RAW RECORDS:
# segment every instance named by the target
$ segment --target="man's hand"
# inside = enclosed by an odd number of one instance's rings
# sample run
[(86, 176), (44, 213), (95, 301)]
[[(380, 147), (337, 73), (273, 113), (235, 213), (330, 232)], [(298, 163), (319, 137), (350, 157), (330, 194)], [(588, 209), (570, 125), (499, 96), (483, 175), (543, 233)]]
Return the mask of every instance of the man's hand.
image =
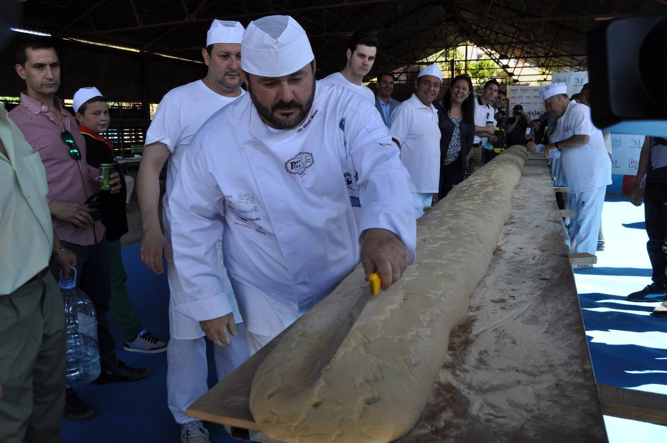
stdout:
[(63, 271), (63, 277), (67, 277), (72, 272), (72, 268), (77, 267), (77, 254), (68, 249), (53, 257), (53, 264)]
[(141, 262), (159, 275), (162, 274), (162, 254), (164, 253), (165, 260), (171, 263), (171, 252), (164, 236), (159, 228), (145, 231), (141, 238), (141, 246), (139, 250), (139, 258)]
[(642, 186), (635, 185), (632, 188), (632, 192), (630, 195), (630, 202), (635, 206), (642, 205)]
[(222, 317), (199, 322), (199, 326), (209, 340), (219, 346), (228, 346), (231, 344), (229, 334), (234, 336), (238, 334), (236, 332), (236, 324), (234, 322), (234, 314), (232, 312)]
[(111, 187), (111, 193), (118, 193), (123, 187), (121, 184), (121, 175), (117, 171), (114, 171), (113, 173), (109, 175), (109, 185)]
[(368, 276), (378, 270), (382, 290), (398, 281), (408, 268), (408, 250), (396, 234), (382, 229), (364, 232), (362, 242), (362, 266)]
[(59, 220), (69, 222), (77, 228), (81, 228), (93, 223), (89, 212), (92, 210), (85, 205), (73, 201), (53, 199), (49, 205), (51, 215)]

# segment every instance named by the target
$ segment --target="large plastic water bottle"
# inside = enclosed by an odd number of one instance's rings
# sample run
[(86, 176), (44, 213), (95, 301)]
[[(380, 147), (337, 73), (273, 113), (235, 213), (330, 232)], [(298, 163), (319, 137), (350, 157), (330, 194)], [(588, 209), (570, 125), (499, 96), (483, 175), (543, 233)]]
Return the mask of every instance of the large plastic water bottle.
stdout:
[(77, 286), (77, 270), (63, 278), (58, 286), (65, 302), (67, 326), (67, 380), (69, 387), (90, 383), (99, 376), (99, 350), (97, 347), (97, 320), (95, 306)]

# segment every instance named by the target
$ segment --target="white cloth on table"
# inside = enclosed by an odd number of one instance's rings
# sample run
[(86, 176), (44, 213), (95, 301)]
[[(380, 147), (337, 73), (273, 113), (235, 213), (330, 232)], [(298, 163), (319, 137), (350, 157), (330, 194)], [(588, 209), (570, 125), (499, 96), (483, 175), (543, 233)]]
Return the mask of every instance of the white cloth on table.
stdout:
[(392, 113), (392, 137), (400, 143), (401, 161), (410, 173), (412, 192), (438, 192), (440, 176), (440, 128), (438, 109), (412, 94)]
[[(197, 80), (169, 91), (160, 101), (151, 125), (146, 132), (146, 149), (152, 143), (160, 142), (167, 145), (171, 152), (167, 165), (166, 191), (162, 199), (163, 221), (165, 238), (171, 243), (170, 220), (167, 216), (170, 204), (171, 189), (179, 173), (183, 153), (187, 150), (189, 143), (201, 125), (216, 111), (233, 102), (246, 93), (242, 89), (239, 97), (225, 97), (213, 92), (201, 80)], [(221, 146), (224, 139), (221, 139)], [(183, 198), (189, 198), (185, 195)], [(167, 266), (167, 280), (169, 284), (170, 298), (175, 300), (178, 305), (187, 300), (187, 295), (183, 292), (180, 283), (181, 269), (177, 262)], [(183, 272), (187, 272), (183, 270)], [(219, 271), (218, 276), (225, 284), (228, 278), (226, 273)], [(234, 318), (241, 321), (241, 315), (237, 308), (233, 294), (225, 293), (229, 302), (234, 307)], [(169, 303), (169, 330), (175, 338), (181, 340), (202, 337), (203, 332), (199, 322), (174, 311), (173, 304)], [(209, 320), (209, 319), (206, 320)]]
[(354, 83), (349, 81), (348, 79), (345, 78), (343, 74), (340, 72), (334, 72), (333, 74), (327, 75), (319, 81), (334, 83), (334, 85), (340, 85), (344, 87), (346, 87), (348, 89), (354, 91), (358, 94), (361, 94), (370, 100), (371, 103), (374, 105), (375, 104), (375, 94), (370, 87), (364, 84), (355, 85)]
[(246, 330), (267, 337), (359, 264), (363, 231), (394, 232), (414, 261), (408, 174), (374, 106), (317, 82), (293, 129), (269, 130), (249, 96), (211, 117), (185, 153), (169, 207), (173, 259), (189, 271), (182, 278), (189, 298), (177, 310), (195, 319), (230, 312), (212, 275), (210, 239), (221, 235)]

...

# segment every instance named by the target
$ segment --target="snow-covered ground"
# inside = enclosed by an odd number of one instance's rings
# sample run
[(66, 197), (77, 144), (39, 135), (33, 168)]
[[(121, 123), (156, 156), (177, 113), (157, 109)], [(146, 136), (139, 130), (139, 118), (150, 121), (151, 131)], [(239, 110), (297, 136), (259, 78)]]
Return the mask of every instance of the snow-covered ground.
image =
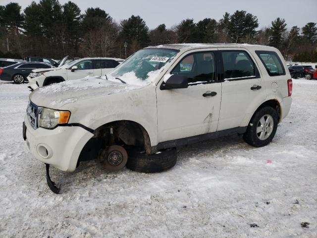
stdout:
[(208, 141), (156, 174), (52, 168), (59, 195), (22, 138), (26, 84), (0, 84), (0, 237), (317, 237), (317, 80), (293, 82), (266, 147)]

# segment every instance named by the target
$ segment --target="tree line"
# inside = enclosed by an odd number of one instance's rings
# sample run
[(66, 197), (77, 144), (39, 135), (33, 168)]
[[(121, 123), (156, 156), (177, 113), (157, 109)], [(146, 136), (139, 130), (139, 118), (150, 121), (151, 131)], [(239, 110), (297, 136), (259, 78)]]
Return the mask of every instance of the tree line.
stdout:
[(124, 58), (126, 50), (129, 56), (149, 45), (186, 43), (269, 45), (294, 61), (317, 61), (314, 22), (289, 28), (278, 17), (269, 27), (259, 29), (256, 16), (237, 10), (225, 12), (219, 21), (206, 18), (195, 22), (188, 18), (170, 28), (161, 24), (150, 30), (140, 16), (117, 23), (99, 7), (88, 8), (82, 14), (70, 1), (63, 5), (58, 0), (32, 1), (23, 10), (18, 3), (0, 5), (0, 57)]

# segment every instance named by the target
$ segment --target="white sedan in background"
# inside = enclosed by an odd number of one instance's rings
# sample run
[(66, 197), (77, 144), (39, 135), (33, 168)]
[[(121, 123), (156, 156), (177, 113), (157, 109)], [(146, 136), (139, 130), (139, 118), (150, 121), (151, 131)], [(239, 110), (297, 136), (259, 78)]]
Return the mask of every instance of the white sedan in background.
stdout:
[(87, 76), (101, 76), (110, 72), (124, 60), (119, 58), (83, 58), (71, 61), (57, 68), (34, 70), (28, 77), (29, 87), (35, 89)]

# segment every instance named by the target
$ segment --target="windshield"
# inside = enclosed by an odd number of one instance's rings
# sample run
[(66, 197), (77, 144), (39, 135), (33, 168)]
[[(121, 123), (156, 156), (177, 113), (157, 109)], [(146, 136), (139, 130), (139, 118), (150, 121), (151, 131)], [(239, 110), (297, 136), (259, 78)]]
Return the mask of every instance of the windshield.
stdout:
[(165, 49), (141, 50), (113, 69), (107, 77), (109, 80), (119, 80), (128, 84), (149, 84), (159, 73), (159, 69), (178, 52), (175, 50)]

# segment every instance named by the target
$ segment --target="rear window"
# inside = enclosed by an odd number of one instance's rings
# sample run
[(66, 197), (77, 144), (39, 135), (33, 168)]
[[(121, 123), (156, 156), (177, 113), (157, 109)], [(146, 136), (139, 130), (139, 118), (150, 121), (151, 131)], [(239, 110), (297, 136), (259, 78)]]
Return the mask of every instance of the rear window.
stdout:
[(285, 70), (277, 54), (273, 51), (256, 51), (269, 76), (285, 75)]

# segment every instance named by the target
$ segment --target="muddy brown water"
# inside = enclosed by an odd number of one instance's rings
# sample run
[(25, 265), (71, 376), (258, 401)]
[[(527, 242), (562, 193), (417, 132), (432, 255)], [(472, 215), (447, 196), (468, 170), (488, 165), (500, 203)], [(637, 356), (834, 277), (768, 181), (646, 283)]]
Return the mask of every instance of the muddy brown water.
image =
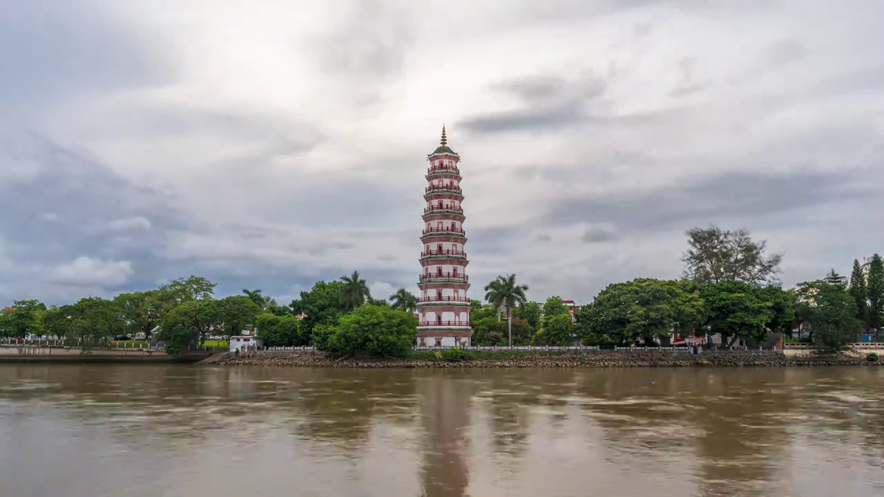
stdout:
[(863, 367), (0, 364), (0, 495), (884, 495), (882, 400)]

...

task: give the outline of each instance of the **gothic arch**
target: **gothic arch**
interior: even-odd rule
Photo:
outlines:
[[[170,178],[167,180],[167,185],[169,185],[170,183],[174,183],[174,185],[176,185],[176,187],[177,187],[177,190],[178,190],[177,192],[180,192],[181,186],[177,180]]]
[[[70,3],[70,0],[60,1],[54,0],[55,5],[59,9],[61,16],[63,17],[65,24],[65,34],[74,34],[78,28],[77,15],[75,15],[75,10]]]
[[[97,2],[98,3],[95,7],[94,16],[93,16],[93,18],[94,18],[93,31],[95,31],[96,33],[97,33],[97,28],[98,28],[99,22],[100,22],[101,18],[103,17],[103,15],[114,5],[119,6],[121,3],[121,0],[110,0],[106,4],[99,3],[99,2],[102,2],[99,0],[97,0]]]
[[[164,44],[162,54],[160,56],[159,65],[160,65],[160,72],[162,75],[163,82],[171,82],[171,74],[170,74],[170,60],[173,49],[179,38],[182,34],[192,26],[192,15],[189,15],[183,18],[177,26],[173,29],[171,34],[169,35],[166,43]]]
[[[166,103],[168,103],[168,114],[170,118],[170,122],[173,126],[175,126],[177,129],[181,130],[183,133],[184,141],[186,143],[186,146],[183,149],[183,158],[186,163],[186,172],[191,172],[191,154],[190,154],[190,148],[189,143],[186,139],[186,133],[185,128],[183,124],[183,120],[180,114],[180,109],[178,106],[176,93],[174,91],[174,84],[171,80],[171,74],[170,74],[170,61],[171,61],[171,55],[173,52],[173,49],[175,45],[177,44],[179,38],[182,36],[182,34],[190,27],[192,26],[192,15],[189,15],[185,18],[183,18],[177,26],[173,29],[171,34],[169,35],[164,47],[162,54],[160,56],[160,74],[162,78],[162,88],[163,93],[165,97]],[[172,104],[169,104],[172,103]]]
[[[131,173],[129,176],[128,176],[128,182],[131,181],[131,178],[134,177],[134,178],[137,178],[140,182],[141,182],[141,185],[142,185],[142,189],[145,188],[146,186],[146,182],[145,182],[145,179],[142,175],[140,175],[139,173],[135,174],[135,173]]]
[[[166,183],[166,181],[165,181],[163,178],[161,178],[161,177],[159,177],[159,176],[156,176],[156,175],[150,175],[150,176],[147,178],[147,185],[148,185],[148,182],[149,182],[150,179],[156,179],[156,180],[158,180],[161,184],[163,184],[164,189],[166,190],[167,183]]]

WHAT IS BEING ASKED:
Pull out every line of the material above that contains the word "brown" and copy each one in full. Case counts.

FINISHED ANSWER:
$ segment --target="muddy brown water"
Return the mask of every instance of the muddy brown water.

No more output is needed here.